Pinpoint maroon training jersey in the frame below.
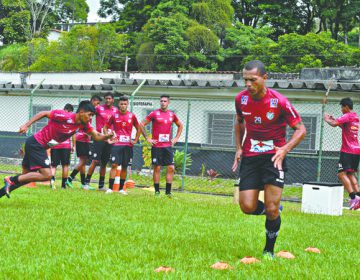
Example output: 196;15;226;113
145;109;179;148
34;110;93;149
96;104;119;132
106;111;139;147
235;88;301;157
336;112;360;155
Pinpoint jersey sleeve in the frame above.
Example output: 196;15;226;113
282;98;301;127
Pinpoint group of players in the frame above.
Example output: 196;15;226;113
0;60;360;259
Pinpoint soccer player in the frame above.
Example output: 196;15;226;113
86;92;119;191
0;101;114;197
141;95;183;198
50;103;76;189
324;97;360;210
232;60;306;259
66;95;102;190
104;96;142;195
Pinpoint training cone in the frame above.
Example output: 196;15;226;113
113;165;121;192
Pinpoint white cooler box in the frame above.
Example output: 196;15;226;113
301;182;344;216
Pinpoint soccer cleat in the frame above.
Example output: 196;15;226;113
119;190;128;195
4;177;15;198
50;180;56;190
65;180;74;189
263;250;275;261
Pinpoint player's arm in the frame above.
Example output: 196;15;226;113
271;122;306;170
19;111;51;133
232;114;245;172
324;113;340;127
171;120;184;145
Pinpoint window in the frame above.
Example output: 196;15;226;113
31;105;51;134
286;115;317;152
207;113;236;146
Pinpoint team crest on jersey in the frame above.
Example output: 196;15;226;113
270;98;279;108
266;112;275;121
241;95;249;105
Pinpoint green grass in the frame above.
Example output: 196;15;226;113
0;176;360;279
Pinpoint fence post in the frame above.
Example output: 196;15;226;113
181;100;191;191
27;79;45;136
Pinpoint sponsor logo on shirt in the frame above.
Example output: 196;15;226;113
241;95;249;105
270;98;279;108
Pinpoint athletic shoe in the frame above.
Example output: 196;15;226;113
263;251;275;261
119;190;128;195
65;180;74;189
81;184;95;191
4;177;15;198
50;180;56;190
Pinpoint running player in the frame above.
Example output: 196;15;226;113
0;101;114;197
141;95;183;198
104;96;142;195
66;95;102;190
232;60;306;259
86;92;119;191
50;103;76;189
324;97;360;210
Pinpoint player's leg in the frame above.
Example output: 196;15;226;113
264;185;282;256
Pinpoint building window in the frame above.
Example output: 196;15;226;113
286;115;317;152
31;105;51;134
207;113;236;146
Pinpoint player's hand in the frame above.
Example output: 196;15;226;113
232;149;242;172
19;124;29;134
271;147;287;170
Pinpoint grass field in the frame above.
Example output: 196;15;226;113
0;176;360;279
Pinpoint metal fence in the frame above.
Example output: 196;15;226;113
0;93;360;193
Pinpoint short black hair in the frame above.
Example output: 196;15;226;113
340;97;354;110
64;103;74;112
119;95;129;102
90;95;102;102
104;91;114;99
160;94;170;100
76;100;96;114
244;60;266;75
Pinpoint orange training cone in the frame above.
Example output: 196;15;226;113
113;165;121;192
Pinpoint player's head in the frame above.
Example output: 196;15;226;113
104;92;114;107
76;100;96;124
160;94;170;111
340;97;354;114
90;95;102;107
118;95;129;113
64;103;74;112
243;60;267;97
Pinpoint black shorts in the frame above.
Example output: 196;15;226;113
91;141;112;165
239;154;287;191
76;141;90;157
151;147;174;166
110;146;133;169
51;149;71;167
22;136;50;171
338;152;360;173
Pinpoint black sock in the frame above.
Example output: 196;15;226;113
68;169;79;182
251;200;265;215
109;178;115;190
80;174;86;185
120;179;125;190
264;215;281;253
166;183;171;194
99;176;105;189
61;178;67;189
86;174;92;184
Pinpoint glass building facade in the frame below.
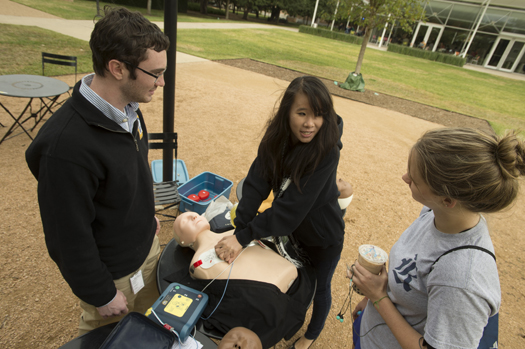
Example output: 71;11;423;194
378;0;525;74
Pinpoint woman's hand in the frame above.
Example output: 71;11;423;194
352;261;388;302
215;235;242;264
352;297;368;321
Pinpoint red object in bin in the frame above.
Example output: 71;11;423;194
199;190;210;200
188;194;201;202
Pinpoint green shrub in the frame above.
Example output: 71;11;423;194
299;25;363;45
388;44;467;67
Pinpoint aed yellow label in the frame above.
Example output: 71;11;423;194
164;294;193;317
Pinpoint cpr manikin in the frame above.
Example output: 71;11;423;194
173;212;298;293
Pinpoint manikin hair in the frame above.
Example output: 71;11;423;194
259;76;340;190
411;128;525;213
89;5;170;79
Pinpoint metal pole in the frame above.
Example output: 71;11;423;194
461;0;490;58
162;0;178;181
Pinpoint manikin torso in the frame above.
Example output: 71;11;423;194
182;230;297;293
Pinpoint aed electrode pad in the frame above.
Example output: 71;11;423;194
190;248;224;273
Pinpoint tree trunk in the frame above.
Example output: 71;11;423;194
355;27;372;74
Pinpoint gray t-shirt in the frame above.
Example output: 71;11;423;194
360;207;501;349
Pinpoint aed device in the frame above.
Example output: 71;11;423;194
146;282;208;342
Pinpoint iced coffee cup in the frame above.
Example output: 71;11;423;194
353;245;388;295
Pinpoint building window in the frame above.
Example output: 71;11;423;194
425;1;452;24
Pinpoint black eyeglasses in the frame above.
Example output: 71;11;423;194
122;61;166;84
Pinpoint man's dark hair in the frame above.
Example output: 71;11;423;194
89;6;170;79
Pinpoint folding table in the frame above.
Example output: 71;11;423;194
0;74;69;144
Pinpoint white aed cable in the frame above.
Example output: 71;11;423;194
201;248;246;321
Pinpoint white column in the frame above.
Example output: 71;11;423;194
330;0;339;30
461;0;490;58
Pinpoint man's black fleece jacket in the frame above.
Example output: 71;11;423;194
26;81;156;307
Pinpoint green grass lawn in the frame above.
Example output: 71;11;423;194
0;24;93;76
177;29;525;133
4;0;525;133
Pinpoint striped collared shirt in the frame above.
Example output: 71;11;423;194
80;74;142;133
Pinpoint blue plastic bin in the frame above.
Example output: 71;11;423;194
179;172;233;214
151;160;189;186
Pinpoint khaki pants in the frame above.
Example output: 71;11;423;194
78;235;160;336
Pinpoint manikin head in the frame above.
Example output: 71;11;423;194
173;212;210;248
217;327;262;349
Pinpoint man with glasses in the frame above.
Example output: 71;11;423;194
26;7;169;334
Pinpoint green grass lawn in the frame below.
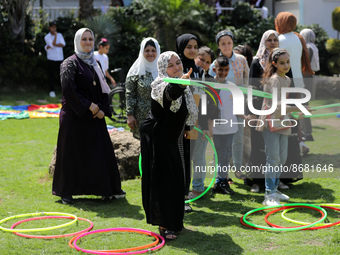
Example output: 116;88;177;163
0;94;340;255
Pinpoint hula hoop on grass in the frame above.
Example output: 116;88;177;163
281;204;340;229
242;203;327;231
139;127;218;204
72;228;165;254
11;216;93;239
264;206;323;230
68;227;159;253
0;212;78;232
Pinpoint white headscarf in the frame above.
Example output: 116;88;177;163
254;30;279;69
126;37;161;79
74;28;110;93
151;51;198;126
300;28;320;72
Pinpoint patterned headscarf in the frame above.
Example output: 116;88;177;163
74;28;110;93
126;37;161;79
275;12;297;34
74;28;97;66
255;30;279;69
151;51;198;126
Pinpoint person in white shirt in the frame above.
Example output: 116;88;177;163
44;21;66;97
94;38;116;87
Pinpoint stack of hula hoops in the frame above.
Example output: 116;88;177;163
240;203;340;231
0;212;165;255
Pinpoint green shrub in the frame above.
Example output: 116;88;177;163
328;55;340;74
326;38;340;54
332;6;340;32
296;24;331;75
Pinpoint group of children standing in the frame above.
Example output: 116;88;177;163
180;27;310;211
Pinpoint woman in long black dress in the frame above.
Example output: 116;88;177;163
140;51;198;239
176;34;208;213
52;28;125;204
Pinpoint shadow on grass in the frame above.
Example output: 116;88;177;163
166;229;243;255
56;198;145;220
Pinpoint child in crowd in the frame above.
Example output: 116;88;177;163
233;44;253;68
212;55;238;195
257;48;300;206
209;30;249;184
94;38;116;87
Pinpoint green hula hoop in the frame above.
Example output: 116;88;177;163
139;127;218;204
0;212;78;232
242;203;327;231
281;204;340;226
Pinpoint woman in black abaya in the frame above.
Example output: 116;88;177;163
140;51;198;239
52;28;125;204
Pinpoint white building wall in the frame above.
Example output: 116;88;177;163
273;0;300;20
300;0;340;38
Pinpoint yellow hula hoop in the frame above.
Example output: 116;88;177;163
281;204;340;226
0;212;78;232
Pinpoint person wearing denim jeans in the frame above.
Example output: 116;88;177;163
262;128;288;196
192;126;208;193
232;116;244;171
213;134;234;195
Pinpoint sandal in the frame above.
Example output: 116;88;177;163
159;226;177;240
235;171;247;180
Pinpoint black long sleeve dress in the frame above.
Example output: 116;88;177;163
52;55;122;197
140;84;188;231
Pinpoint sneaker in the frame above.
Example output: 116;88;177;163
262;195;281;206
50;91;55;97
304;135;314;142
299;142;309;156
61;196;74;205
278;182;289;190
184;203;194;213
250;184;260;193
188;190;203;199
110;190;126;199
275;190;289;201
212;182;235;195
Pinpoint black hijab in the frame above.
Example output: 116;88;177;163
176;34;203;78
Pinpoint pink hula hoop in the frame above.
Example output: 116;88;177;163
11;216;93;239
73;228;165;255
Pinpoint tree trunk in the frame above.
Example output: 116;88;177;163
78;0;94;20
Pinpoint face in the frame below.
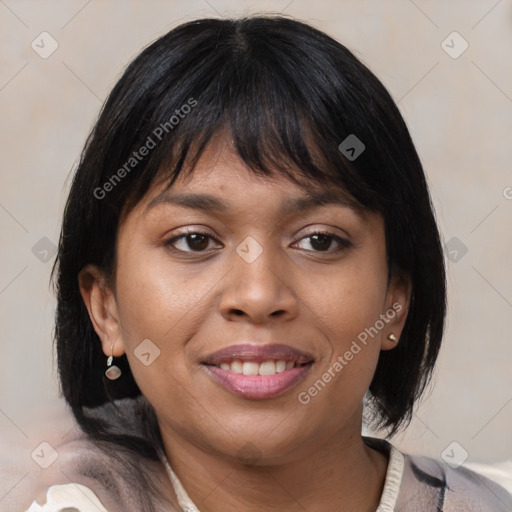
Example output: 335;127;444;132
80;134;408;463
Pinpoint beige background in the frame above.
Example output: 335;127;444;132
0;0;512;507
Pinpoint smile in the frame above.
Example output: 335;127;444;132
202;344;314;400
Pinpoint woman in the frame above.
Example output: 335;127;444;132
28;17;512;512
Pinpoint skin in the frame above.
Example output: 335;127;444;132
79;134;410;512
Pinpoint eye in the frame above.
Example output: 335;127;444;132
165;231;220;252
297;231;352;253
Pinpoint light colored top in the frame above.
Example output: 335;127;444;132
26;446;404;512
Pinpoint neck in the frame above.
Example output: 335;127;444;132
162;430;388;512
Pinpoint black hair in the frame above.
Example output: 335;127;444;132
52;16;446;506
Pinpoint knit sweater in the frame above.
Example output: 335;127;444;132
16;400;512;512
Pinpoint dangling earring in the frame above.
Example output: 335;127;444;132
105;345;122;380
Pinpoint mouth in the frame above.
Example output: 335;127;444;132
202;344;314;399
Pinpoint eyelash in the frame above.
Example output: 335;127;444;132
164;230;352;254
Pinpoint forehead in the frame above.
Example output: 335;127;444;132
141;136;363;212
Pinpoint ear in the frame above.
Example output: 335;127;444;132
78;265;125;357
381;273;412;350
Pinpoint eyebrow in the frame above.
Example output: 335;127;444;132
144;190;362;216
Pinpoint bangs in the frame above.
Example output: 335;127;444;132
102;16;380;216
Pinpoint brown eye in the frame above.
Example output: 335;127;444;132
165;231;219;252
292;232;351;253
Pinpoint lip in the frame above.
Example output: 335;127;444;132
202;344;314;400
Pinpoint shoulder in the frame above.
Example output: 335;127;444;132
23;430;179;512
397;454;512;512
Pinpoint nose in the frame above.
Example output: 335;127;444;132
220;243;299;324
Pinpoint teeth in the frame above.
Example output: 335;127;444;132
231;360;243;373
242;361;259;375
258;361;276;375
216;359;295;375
★ ★ ★ ★ ★ ★ ★
> **Problem to solve**
State how many lines of the entries above contain the word "jersey". Give only the number.

> **Exercise response**
3